WHAT THE EXERCISE ASKS - Please rewrite these rows, replacing "green door" with "red door" and leaving everything else unchanged.

DATA -
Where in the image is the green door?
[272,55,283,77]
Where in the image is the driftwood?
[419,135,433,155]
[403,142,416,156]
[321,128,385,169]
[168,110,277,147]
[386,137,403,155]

EXERCISE SOLUTION -
Where in the image is the red door?
[272,55,283,77]
Where in the image is the driftwood?
[419,135,433,155]
[403,142,416,156]
[321,128,385,169]
[168,110,277,147]
[386,137,403,155]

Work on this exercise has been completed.